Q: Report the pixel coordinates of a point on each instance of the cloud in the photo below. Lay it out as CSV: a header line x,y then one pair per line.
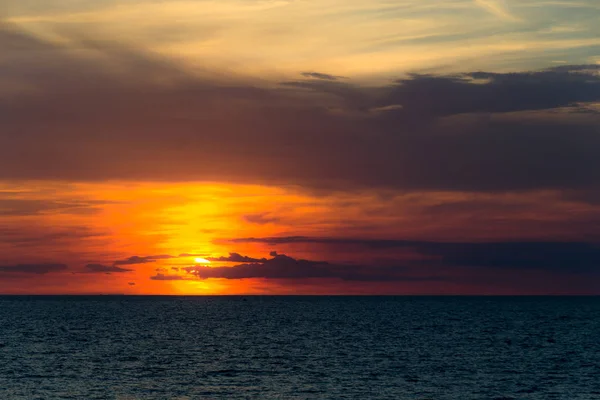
x,y
497,8
319,75
124,115
260,219
143,260
39,269
163,277
576,257
235,257
99,268
284,267
16,207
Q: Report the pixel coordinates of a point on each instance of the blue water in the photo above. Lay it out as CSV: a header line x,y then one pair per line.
x,y
299,348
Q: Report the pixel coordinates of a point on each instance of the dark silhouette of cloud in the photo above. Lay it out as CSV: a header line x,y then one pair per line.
x,y
163,277
235,257
39,269
260,219
475,131
143,260
99,268
284,267
554,256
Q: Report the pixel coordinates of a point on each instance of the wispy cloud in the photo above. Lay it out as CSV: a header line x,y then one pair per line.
x,y
497,8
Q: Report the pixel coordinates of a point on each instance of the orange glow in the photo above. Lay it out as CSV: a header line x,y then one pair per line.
x,y
80,224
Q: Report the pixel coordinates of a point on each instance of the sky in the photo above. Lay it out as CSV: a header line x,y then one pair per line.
x,y
300,147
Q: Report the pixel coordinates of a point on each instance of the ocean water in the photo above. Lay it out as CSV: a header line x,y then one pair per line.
x,y
299,347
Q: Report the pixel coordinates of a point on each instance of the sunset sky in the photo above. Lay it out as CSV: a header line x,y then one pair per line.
x,y
300,147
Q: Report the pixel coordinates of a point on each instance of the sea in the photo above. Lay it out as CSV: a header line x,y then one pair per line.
x,y
299,347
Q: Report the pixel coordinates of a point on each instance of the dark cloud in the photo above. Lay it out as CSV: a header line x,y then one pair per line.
x,y
427,96
163,277
143,260
35,236
476,131
284,267
260,219
39,269
99,268
235,257
555,256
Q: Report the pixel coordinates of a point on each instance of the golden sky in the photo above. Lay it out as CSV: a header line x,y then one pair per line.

About this exercise » Copy only the stretch running from the line containing "of the wispy" to the final line of the entries, both ends included, exactly as it stands.

Response »
Q: Report the pixel coordinates of a point on each instance of the wispy cloud in the photo above. Lay it out as CSV: a header line x,y then one pair per line.
x,y
497,8
Q: Report the pixel coordinates of a point on each instance of the orange glow in the photo above. Lay it out as CSV: a header line x,y then one pair per line.
x,y
80,224
Q: Report the pixel coordinates of a point on each instance of the sky in the photo above. Lay it out as CSV: a header line x,y then one pair per line.
x,y
300,147
Q: Report the pixel coordinates of a point on each instance of the ocean water in the photo above. Lay it out as CSV: a header line x,y then one pair per line.
x,y
299,347
Q: Report the pixel coordinates of a point on each instance of the sunset sky in the photo above. Lay it out as CSV: a header line x,y then one pair per line.
x,y
300,147
Q: Report the pixel coordinates of a point on each instance of the sea in the photo above. Lay it out as CSV: a header line x,y then one pair per line.
x,y
299,347
Q: Report the pixel coordinates of a point on each instance of the dark cloud in the photo above. Lay it out as CSV: a header line x,y then one pair per line.
x,y
427,96
163,277
143,260
35,236
476,131
284,267
260,219
39,269
99,268
235,257
555,256
Q: Report the pixel coordinates of a point on each instance of the golden sky in the photo above. Lay it out as CSV: a header line x,y then one pair per line.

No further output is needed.